§ Directions
1. Name every member of Shanadoo given in the Shanadoo article.
2. Continue the Shanadoo article, starting right after its last sentence.

§ Page excerpt
- Origin: Japan
- Genres: Dance; pop;
- Years active: 2006–2014
- Labels: Icezone Music; Avex;
- Spinoff of: Vivace
- Past members: Marina Kakitsu Chika Takagi Junko Fukuda Manami Fuku
- Website: Shanadoo.com

= Shanadoo =

Band

Shanadoo (シャナドゥー, Shanadū) were a Japanese dance and pop girl group. Produced in Germany and Japan, the band consisted of four members, lead singer Marina Kakitsu, along with Chika Takagi, Manami Fuku and Junko Fukuda. They were signed to Icezone Music and Avex.

== Band history ==

===2004–05: Formation and early years===
Shanadoo was an all-female group made up of four young Japanese women from the Platinum Production agency. Chika Takagi, Manami Fuku and Junko Fukuda had already worked together before Shanadoo as a part of Avex Trax's promotional unit group, Vivace. Vivace's activities included work as race queens, bikini pin-up modeling and two Japanese recordings. One of them was their song "Flame love", which features as the last track on the 2004 compilation album Autobacs GT 2004 Series - Japan GT Championship. The other song, "On My Own", a cover version of Jade Donno's song of the same name, features on the non-stop megamix edition of the 2004 compilation album Autobacs GT 2004 Series - Japan GT Championship. Both songs also appear on their "Viva Vivace" video album and various other Avex Trax music compilations such as Girl's Box. Marina Kakitsu was added as lead vocalist to complete Shanadoo. The band went into production with noted Eurodance producer, David Brandes, whose credits include acts such as E-Rotic, Bad Boys Blue and Vanilla Ninja.

§ Dataset records
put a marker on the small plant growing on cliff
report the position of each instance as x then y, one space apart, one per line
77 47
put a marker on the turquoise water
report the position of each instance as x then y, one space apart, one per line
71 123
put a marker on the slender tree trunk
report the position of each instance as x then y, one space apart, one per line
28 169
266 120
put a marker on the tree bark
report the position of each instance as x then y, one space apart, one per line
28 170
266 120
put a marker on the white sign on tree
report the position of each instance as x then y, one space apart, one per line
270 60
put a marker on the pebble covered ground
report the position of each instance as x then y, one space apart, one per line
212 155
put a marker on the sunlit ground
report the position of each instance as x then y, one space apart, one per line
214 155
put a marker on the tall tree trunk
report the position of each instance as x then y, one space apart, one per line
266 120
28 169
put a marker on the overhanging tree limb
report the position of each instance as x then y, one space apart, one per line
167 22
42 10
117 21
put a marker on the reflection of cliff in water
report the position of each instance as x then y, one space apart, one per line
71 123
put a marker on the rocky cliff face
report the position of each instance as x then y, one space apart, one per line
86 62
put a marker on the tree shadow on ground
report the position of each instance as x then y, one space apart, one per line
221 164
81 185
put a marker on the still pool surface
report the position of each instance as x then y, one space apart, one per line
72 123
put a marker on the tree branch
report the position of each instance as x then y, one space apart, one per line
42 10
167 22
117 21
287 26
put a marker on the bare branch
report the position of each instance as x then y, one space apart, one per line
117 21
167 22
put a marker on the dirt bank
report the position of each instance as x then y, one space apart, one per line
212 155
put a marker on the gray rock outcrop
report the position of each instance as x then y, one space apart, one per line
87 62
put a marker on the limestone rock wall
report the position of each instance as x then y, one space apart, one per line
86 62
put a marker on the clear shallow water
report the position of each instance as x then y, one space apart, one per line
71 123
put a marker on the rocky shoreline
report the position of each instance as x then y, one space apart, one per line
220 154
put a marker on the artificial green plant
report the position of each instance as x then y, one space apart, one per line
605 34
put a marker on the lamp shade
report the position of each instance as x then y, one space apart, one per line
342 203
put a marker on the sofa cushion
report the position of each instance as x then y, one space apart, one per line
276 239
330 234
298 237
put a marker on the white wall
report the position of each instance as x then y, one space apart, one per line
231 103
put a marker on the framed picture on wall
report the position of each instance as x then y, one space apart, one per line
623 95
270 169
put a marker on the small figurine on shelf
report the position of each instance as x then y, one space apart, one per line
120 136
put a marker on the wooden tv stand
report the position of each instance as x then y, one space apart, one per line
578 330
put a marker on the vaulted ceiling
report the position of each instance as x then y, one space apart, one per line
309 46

§ Answers for the exercise
1.
Marina Kakitsu
Chika Takagi
Junko Fukuda
Manami Fuku

2.
===2006–07: Welcome to Tokyo and The Symbol===
Released on June 16, 2006, through one of Brandes' record labels, Icezone Music, Shanadoo's first single, "King Kong", a Japanese cover version of E-Rotic's single of the same name, was met with great success. Shanadoo's first works were exclusive to Germany and other European markets, such as Austria, until December 2006, when Avex announced that a then untitled debut album would be released on February 28, 2007, in Japan. Second and third follow up single releases were "My Samurai" and "Guilty of Love", both reworked Japanese cover versions of E-Rotic's singles "Fred Come to Bed" and "The power of sex". These became moderate hits in Germany as well. In December 2006, the band released their debut studio album Welcome to Tokyo in Germany. For this album, Brandes re-used 11 out of 13 tracks from previously released E-Rotic songs, one Bad Boys Blue cover and one original new song. In January 2007, it was announced by Icezone Music that Shanadoo's fourth single, to be released on March 9, 2007, in Germany, which became "Hypnotized", would be of original content to be released as their first single from their second studio album (Thus this song had also be included on a limited re-release version of their debut album Welcome to Tokyo). In October 5, the fifth single "Japanese Boy", a cover version of Scottish singer Aneka, was released and peaked at #23 in German Single chart. On December 7, the bands' sixth single "Think About" has been released along with their second studio album in the European market, titled The Symbol.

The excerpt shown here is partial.